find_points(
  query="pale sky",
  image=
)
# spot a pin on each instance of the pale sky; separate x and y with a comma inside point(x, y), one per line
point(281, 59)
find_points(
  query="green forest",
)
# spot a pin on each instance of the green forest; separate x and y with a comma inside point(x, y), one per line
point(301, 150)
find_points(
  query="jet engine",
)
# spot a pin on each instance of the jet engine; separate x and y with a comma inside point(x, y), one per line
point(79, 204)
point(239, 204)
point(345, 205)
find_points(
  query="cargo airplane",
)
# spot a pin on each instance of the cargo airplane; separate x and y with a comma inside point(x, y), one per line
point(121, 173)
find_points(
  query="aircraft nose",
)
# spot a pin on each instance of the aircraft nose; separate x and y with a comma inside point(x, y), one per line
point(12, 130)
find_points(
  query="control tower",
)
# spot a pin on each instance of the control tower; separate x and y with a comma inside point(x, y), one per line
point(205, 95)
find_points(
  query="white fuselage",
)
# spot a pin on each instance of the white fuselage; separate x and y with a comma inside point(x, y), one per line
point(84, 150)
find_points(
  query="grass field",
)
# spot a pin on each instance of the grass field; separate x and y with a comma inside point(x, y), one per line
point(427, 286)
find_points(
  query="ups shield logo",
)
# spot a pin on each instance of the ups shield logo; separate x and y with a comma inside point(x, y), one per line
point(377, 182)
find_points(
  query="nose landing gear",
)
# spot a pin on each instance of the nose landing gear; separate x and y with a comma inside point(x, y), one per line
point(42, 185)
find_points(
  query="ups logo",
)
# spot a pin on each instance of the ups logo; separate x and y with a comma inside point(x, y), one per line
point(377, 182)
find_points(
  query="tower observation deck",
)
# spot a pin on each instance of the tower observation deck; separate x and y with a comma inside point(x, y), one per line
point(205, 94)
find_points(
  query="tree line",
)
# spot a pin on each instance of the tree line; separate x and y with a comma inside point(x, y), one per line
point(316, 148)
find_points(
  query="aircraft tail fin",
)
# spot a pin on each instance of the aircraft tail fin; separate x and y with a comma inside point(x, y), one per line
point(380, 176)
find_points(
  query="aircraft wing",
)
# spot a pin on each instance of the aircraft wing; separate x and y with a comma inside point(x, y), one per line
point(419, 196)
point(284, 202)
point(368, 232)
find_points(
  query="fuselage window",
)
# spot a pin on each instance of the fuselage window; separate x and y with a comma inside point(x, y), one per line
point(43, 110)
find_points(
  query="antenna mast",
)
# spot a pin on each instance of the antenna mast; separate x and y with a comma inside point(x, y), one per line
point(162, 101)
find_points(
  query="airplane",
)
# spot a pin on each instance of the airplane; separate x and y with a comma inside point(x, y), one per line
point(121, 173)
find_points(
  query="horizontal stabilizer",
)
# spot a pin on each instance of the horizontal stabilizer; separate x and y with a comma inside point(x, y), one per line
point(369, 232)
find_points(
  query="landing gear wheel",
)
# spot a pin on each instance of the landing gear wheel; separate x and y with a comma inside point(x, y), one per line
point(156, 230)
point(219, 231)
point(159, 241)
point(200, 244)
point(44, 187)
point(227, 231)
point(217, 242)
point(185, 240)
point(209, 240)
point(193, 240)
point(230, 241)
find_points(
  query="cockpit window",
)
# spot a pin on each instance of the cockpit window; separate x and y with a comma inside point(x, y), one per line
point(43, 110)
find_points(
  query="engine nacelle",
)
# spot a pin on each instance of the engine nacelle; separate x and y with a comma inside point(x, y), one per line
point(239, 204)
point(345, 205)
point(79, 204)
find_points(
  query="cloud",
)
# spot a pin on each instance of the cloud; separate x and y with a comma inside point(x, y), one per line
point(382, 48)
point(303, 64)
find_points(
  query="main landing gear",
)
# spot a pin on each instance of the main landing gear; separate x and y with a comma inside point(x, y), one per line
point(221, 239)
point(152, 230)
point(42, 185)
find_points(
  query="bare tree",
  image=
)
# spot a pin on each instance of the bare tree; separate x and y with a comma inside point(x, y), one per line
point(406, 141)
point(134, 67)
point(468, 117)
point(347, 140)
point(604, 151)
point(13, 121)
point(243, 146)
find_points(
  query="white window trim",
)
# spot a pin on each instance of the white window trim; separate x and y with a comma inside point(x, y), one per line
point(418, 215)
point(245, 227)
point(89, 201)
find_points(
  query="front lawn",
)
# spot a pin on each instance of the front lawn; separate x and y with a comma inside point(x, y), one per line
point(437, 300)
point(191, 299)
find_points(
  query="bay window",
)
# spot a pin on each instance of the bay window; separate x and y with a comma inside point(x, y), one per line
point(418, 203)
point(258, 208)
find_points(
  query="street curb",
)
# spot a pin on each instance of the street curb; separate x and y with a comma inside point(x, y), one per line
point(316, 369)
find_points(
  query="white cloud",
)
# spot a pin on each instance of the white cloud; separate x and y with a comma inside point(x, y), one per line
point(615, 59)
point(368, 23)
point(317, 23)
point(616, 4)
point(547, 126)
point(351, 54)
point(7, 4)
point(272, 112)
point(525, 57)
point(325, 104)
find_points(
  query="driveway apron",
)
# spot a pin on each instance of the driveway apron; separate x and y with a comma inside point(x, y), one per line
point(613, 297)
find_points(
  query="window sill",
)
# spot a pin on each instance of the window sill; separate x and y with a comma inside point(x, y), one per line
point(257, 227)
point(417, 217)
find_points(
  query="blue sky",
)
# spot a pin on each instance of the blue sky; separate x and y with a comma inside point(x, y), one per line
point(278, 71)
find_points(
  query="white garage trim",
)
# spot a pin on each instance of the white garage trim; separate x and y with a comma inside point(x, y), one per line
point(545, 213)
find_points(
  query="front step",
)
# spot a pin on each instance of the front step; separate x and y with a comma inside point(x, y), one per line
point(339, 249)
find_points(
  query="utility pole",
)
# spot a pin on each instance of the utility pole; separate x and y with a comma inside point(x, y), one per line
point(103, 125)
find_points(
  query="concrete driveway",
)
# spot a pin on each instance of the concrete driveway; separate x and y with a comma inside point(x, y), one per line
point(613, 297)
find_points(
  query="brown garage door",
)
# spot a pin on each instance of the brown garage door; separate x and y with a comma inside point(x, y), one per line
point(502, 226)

● ● ● ● ● ● ●

### [Written request]
Starting at the top of the records and stopping after the line that contains "point(205, 95)", write those lines out again, requests included, and move every coordinate in the answers by -30. Leave the numbers in the requests and their format samples as they are.

### [Result of this task]
find_points(
  query="pale sky",
  image=
)
# spot a pin on each instance of the pale sky; separate x and y with a comma inside point(x, y), one per line
point(251, 29)
find_points(
  query="green forest",
)
# spot a pin on each instance of the green forest; separate x and y with a comma inside point(x, y), one per line
point(271, 120)
find_points(
  query="jet engine",
)
# spot a pin on each instance of the jet engine; separate x and y with a comma inside point(x, y), one per line
point(49, 174)
point(209, 174)
point(315, 175)
find_points(
  query="cargo airplane",
)
# spot a pin on each instance of the cargo airplane; separate x and y with a comma inside point(x, y), one per line
point(91, 143)
find_points(
  query="aircraft nose",
)
# spot a pin on each instance of the aircraft nose; separate x and y with a comma inside point(x, y), one per line
point(-18, 100)
find_points(
  query="control tower",
)
# spot a pin on each instance of the control tower; separate x and y with a comma inside point(x, y), one per line
point(175, 65)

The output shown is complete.